Consigne
Réécrivez toute la liste ci-dessous sous forme de tableau Markdown à deux colonnes : « N° » numérote les rangées et « Ligne » reprend chaque ligne, sans les lignes vides. Laissez les images hors de la réponse.

Données
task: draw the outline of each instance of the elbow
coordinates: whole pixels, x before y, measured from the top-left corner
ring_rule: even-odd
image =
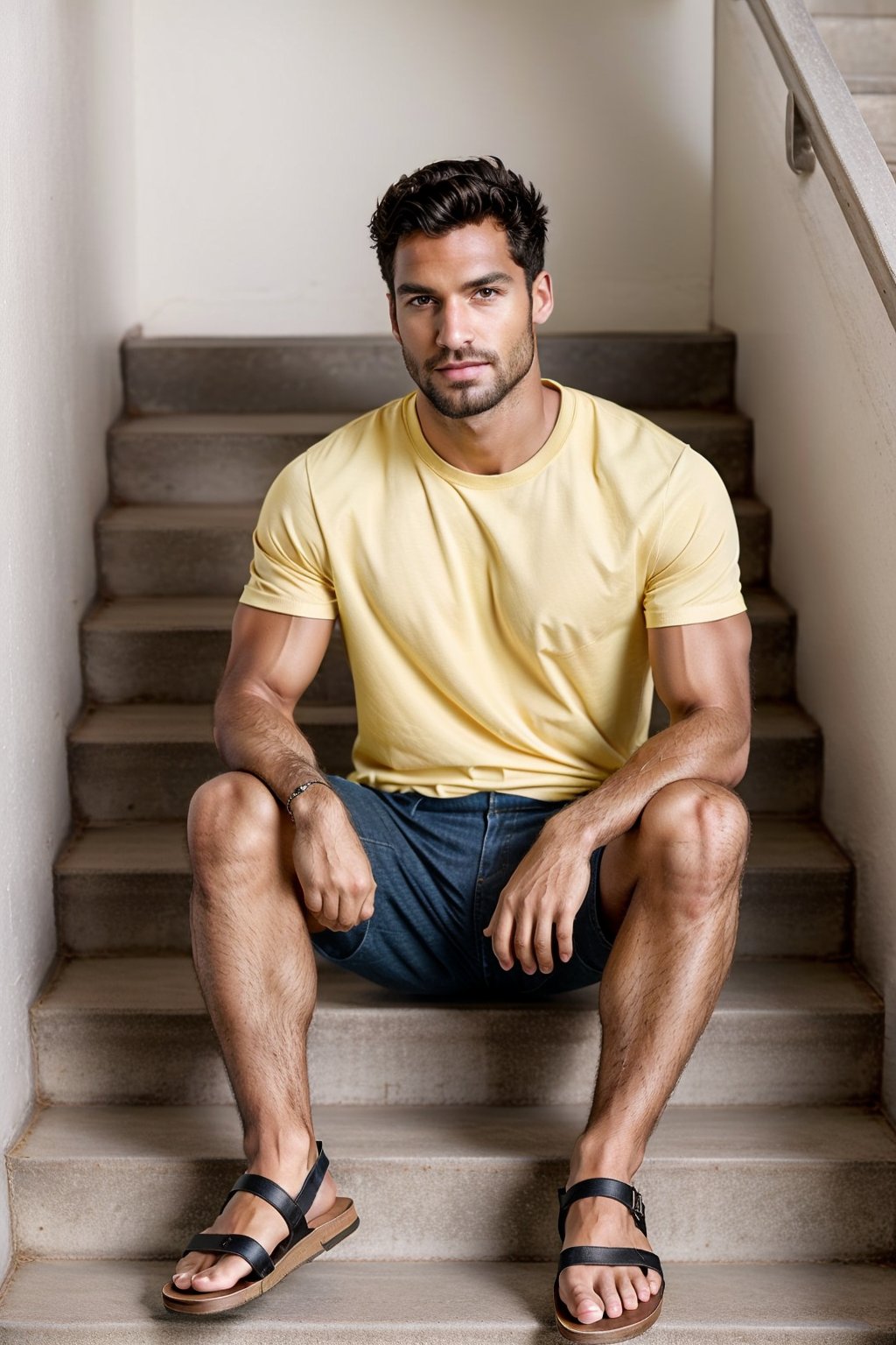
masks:
[[[735,748],[728,753],[724,763],[724,779],[729,790],[735,790],[747,773],[747,765],[750,764],[750,733],[743,740],[740,746]]]

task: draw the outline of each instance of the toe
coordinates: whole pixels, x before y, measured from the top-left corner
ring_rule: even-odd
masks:
[[[232,1289],[232,1286],[249,1275],[251,1267],[242,1256],[220,1256],[214,1266],[193,1275],[193,1289],[208,1293],[212,1289]]]
[[[175,1267],[175,1274],[172,1280],[177,1289],[189,1289],[193,1280],[193,1275],[200,1275],[210,1266],[214,1266],[215,1258],[206,1256],[201,1252],[191,1252],[189,1256],[181,1256]]]
[[[598,1276],[595,1289],[603,1299],[603,1309],[607,1317],[622,1317],[622,1299],[617,1290],[617,1282],[613,1275],[604,1274]]]
[[[641,1302],[646,1303],[647,1299],[650,1298],[650,1283],[643,1271],[641,1270],[635,1271],[634,1275],[631,1276],[631,1283]]]
[[[617,1290],[626,1311],[631,1311],[638,1306],[638,1294],[627,1275],[619,1275],[617,1279]]]
[[[567,1307],[580,1322],[599,1322],[603,1317],[603,1303],[587,1289],[575,1289],[572,1302]]]

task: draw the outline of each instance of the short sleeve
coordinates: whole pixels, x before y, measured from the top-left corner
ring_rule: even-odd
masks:
[[[669,473],[645,584],[647,628],[719,621],[746,612],[739,555],[728,491],[715,467],[685,448]]]
[[[240,603],[289,616],[336,619],[336,590],[305,459],[285,467],[267,492]]]

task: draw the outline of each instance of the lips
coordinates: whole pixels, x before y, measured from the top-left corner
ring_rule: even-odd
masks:
[[[438,364],[435,369],[437,374],[442,374],[443,378],[462,379],[469,378],[472,373],[480,369],[488,369],[488,363],[481,359],[466,360],[462,364]]]

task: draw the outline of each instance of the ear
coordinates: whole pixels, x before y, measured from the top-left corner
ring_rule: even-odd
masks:
[[[553,312],[553,285],[547,270],[540,270],[532,281],[532,321],[547,323]]]
[[[386,297],[387,297],[388,305],[390,305],[390,323],[392,325],[392,336],[395,338],[395,340],[400,346],[402,344],[402,336],[400,336],[400,332],[398,330],[398,316],[396,316],[396,309],[395,309],[395,295],[392,293],[391,289],[387,289],[386,291]]]

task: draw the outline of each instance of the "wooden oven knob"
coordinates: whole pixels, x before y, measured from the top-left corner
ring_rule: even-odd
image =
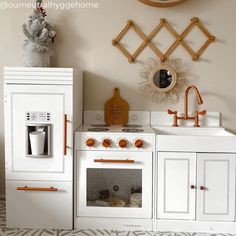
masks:
[[[108,139],[108,138],[105,138],[102,140],[102,146],[105,147],[105,148],[108,148],[111,146],[111,140]]]
[[[86,140],[86,146],[87,146],[87,147],[93,147],[94,144],[95,144],[95,140],[94,140],[93,138],[88,138],[88,139]]]
[[[127,147],[127,141],[125,139],[119,140],[119,147],[126,148]]]
[[[143,147],[143,140],[141,140],[141,139],[135,140],[134,145],[135,145],[136,148]]]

Résultat
| N° | Ligne |
|---|---|
| 1 | task: draw the outline of each instance of the elbow |
| 2 | coordinates: whole pixels, x before y, measured from the top-left corner |
| 3 | ring_rule: even-odd |
| 4 | image = |
| 5 | masks: |
| 6 | [[[735,748],[728,753],[724,763],[724,779],[729,790],[735,790],[747,773],[747,765],[750,764],[750,733],[743,740],[740,746]]] |
| 7 | task: draw the outline of each instance of the toe |
| 8 | coordinates: whole pixels, x before y, measured from the top-left corner |
| 9 | ring_rule: even-odd |
| 10 | masks: |
| 11 | [[[232,1289],[232,1286],[249,1275],[251,1267],[242,1256],[220,1256],[214,1266],[193,1275],[193,1289],[208,1293],[212,1289]]] |
| 12 | [[[175,1267],[175,1274],[172,1280],[177,1289],[189,1289],[193,1280],[193,1275],[200,1275],[210,1266],[214,1266],[215,1258],[206,1256],[201,1252],[191,1252],[189,1256],[181,1256]]] |
| 13 | [[[598,1276],[595,1289],[603,1299],[603,1309],[607,1317],[622,1317],[622,1299],[617,1290],[617,1282],[613,1275],[604,1274]]] |
| 14 | [[[641,1302],[646,1303],[647,1299],[650,1298],[650,1283],[643,1271],[641,1270],[635,1271],[634,1275],[631,1276],[631,1283]]] |
| 15 | [[[617,1290],[626,1311],[631,1311],[638,1306],[638,1294],[627,1275],[619,1275],[617,1279]]] |
| 16 | [[[567,1307],[580,1322],[599,1322],[603,1317],[603,1303],[587,1289],[575,1289],[572,1302]]] |
| 17 | task: draw the outline of each instance of the short sleeve |
| 18 | coordinates: whole pixels, x before y, measured from the top-left corner |
| 19 | ring_rule: even-odd |
| 20 | masks: |
| 21 | [[[669,473],[645,584],[647,628],[719,621],[746,612],[739,555],[728,491],[715,467],[685,448]]] |
| 22 | [[[240,603],[289,616],[336,619],[336,590],[305,459],[285,467],[267,492]]] |
| 23 | task: draw the outline of each instance of the lips |
| 24 | coordinates: whole pixels, x before y, measured from the top-left corner |
| 25 | ring_rule: even-odd |
| 26 | masks: |
| 27 | [[[438,364],[435,369],[437,374],[442,374],[443,378],[462,379],[469,378],[472,373],[480,369],[488,369],[488,363],[481,359],[466,360],[462,364]]] |
| 28 | task: draw the outline of each instance of the ear |
| 29 | coordinates: whole pixels, x before y, measured from the top-left corner |
| 30 | ring_rule: even-odd |
| 31 | masks: |
| 32 | [[[553,312],[553,285],[547,270],[540,270],[532,281],[532,321],[547,323]]] |
| 33 | [[[386,297],[387,297],[388,305],[390,305],[390,323],[392,325],[392,336],[395,338],[395,340],[400,346],[402,344],[402,336],[400,336],[400,332],[398,330],[398,316],[396,316],[396,309],[395,309],[395,295],[392,293],[391,289],[387,289],[386,291]]] |
| 34 | task: draw the outline of each instance of the "wooden oven knob" |
| 35 | coordinates: whole pixels, x before y, measured from the top-left corner |
| 36 | ring_rule: even-odd |
| 37 | image = |
| 38 | masks: |
| 39 | [[[108,139],[108,138],[105,138],[102,140],[102,146],[105,147],[105,148],[108,148],[111,146],[111,140]]] |
| 40 | [[[86,140],[86,146],[87,146],[87,147],[93,147],[94,144],[95,144],[95,140],[94,140],[93,138],[88,138],[88,139]]] |
| 41 | [[[127,147],[127,141],[125,139],[119,140],[119,147],[126,148]]] |
| 42 | [[[143,147],[143,140],[141,140],[141,139],[135,140],[134,145],[135,145],[136,148]]] |